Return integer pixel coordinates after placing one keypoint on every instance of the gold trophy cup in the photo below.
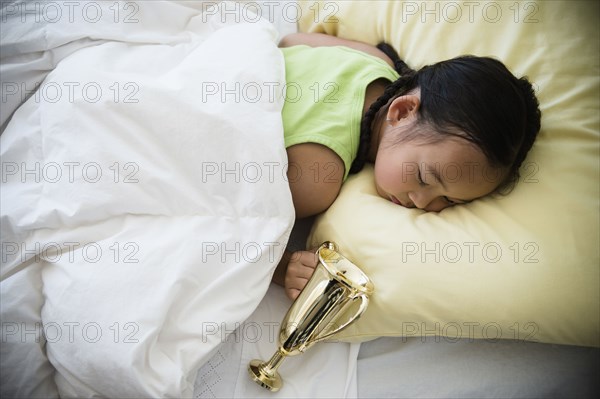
(335, 296)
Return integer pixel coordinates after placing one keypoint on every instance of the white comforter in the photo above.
(144, 204)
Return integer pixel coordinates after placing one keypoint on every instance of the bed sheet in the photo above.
(142, 213)
(326, 370)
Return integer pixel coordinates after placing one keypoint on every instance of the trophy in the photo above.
(335, 296)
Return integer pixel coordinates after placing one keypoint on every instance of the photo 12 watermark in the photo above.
(488, 12)
(471, 252)
(451, 332)
(71, 332)
(70, 172)
(52, 92)
(272, 11)
(71, 252)
(237, 252)
(269, 92)
(71, 12)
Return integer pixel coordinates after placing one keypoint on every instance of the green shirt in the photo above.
(325, 95)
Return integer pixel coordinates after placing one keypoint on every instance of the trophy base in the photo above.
(271, 381)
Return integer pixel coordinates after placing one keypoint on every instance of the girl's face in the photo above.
(429, 176)
(433, 176)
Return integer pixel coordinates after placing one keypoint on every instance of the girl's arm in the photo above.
(320, 39)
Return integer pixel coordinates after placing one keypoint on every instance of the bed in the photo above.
(144, 206)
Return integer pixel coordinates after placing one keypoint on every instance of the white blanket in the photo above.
(144, 203)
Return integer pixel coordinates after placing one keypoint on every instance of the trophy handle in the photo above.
(364, 302)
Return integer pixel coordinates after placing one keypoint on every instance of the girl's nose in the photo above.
(419, 199)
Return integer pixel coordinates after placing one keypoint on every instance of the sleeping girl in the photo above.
(441, 136)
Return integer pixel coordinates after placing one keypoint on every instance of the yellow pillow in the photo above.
(524, 266)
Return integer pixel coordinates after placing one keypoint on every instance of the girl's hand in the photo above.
(300, 268)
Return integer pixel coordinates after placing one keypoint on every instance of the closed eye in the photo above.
(449, 201)
(420, 179)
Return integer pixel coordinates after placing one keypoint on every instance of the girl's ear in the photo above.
(404, 107)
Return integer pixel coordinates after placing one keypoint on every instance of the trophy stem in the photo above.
(265, 374)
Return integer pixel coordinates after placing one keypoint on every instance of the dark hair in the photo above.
(475, 98)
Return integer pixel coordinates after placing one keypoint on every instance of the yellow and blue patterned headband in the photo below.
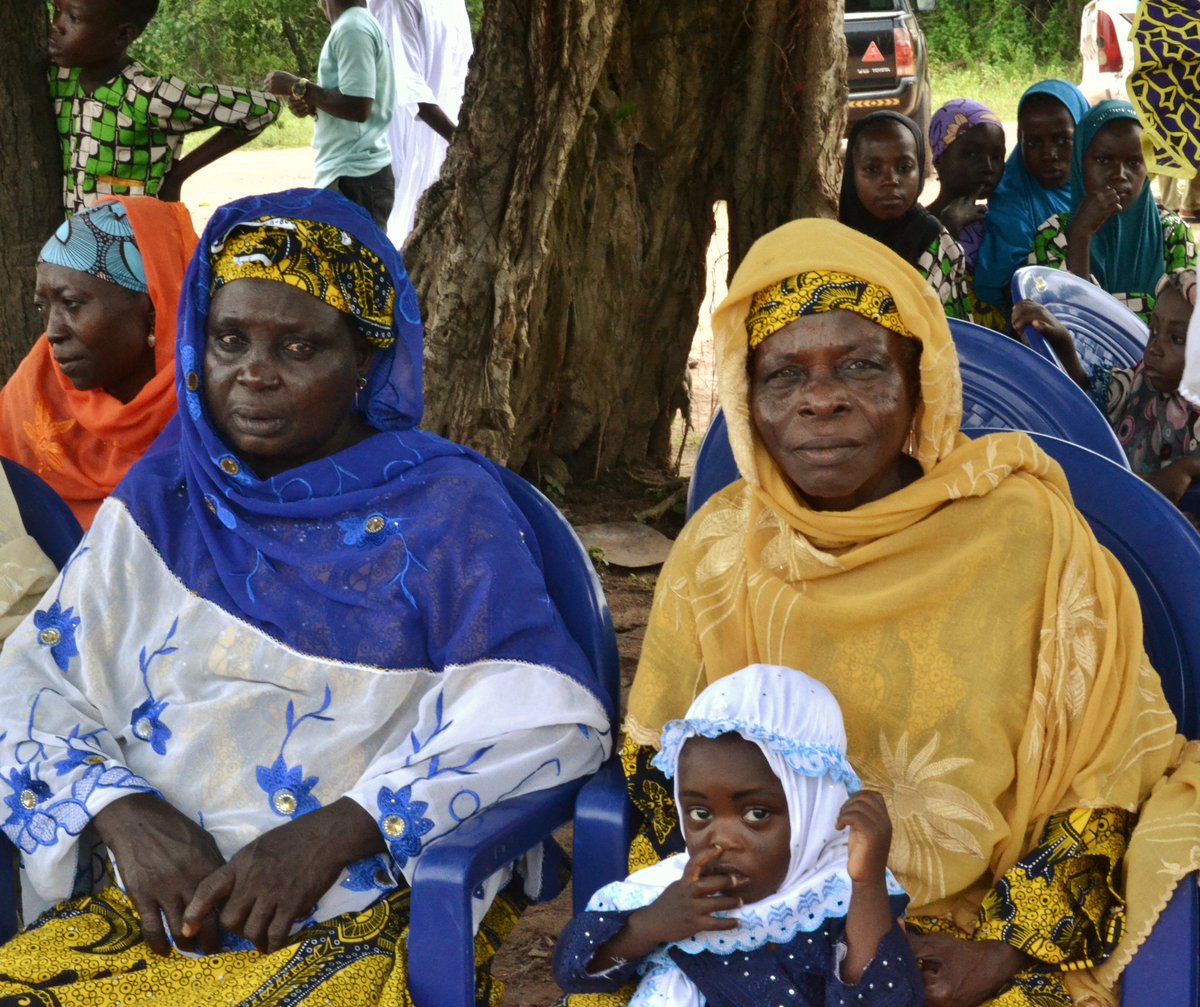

##########

* [WHAT THE EXERCISE ASKS]: Please format all the rows above as a Markdown table with two columns, "No." for the row number and "Text" for the row itself, skipping any blank lines. Leave the pictures out of the table.

* [ANSWER TO THIS PROBLEM]:
| No. | Text |
|---|---|
| 1 | Return integer pixel coordinates after placing one keypoint on every instance of the gold trophy cup in the photo below. |
| 2 | (335, 296) |
| 3 | Return integer pixel coordinates after placing one keypoint on every instance of the white comforter in the photo above. |
| 4 | (144, 204) |
| 5 | Return integer pixel coordinates after placing one keypoint on every instance of the bed sheet in the photo above. |
| 6 | (142, 213) |
| 7 | (326, 370) |
| 8 | Return integer pixel coordinates after placing one keypoint on every instance of the trophy in the photo above. |
| 9 | (335, 296) |
| 10 | Return integer pixel coordinates after placing one keypoint on every instance of the photo 12 watermark in the photo above. |
| 11 | (488, 12) |
| 12 | (471, 252) |
| 13 | (451, 332) |
| 14 | (71, 332) |
| 15 | (70, 172) |
| 16 | (52, 92) |
| 17 | (272, 11) |
| 18 | (71, 252) |
| 19 | (237, 252) |
| 20 | (269, 92) |
| 21 | (71, 12) |
| 22 | Return integer pixel coordinates after placing one keypoint on every instance of the green shirt in the photo above. |
| 23 | (325, 95) |
| 24 | Return integer pixel coordinates after placing one keypoint on every instance of the trophy base in the photo above. |
| 25 | (271, 381) |
| 26 | Return integer pixel coordinates after placing one keypoint on every instance of the girl's face in the photo above. |
| 27 | (429, 176) |
| 28 | (433, 176) |
| 29 | Return integer pixel coordinates after placing one keypoint on every instance of the girl's arm in the photo above. |
| 30 | (320, 39) |
| 31 | Return integer pixel coordinates after placing one keypoint on every instance of the bed in the photo above. |
| 32 | (144, 206) |
| 33 | Return integer pixel coordinates after placing one keypoint on every instance of the white blanket in the photo above. |
| 34 | (144, 203) |
| 35 | Return integer pixel coordinates after placing one keypoint on every instance of the trophy handle in the photo above. |
| 36 | (364, 302) |
| 37 | Return integer pixel coordinates after placing one keypoint on every instance of the girl's nose in the photo above. |
| 38 | (419, 199) |
| 39 | Return integer pixel coordinates after placing one keypoint on every instance of the sleeping girl in the photo above. |
| 40 | (441, 136) |
| 41 | Return integer pixel coordinates after placing one keypoint on every instance of the yellow pillow in the photo above. |
| 42 | (524, 266) |
| 43 | Return integer pixel coordinates after placing one keypoint on every instance of the girl's hand in the photo above. |
| 44 | (300, 268) |
| 45 | Return integer pixel coordinates after placing one keypoint on every instance of the closed eye in the photo above. |
| 46 | (449, 201) |
| 47 | (420, 179) |
| 48 | Return integer pixel coordinates after placing one keypoint on every instance of the girl's ear in the photo above. |
| 49 | (404, 107) |
| 50 | Return integer pixel coordinates after placing one keypoint on every instance of the trophy stem in the photo above. |
| 51 | (265, 374) |
| 52 | Return integer pixel coordinates after placing one keypoint on every instance of the dark hair in the photo above. |
| 53 | (475, 98) |
| 54 | Return integer pixel coordinates after placing one keypoint on every instance of the yellow and blue patterned headband in the photo below. |